"Go Your Own Way" is a song by British-American rock band Fleetwood Mac from their eleventh studio album, Rumours (1977). The song was released as the album's first single in December 1976 on both sides of the Atlantic. Written and sung by Lindsey Buckingham, it became the band's first top-ten hit in the United States. "Go Your Own Way" has been well received by music critics and was ranked number 120 by Rolling Stone magazine on their list of 500 greatest songs of all time in 2010, and re-ranked number 401 in 2021. They also ranked the song second on their list of the 50 greatest Fleetwood Mac songs.

Recorded in three separate studios, the track was developed over a period of four months. As with most tracks on the Rumours album, none of the instruments was recorded live together; the tracks were instead completed through a series of overdubs. Lyrically, "Go Your Own Way" is about Buckingham's breakup with bandmate and former lover Stevie Nicks.

GOAL 1 —
Name every year that appears in the passage about "Go Your Own Way."

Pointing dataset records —
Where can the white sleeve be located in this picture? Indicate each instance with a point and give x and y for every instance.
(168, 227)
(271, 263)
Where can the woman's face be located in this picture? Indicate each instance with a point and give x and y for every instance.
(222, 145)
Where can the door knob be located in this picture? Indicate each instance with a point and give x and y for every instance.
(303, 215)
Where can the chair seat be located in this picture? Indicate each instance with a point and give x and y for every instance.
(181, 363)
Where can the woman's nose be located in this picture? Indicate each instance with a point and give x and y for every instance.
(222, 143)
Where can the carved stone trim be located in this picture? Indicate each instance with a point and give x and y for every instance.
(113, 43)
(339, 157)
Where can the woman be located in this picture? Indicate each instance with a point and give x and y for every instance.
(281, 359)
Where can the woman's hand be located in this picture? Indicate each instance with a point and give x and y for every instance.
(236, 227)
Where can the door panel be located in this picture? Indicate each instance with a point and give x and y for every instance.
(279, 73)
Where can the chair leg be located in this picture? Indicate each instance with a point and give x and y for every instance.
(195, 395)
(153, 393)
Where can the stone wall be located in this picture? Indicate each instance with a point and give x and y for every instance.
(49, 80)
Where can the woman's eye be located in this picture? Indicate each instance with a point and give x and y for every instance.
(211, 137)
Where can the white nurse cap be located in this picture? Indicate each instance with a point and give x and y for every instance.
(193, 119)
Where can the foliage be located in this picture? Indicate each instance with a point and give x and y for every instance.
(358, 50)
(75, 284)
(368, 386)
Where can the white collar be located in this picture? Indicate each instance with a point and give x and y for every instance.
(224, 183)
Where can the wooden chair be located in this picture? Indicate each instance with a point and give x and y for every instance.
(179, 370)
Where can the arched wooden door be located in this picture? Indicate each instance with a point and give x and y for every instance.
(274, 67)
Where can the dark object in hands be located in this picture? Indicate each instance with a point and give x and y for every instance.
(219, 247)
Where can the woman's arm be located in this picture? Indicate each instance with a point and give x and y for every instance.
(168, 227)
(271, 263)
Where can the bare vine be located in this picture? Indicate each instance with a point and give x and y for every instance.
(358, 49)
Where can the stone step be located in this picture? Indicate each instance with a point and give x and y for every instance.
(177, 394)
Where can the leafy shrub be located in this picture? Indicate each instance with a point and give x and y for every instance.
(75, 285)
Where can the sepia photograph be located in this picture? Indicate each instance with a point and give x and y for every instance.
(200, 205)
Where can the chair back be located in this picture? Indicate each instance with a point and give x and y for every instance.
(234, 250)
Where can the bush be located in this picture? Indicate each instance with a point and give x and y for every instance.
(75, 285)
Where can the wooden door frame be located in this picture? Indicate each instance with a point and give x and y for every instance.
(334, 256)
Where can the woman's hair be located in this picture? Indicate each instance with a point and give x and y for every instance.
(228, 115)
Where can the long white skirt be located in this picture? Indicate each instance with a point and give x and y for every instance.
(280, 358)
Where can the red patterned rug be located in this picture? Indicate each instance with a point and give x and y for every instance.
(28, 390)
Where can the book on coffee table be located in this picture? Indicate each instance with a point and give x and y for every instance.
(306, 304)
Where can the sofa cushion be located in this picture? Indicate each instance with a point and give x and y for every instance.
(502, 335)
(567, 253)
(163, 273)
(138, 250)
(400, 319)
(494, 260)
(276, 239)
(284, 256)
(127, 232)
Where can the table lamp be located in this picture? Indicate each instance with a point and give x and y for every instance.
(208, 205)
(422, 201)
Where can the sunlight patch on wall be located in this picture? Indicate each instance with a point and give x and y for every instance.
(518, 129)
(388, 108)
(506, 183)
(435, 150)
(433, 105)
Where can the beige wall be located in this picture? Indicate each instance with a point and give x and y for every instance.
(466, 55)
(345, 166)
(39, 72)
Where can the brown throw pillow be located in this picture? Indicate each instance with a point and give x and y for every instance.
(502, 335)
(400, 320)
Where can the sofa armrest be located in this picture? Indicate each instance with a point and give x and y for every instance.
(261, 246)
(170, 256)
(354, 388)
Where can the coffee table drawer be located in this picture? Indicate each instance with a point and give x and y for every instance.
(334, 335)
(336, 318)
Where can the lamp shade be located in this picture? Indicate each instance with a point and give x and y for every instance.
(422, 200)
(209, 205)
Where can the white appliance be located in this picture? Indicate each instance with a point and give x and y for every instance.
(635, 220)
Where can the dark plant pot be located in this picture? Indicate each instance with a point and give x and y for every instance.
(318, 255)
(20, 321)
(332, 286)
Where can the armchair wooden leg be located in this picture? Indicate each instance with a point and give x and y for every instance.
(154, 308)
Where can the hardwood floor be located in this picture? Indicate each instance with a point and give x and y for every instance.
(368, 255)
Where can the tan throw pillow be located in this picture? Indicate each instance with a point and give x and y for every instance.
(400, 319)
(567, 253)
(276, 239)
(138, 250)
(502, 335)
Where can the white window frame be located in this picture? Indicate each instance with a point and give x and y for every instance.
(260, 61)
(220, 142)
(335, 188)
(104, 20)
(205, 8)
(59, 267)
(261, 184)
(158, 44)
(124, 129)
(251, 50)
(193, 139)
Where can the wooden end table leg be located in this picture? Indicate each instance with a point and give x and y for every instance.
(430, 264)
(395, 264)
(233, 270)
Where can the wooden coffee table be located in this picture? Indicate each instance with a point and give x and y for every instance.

GOAL 2 —
Please find each line in the listing that contains the word "wall" and copy those lines out in full.

COMPLETE ANSWER 1 —
1977, 1976, 2010, 2021

COMPLETE ANSWER 2 —
Where can the stone wall be located in this picture? Indicate each instance with a point and give x and y for every instance.
Where can the sunlight patch on wall be located in this picture? Indicate each instance with a point and give x and y for every instance.
Where can the beige wall be located in this picture? Indicate each instance with a point and give x and y for every instance.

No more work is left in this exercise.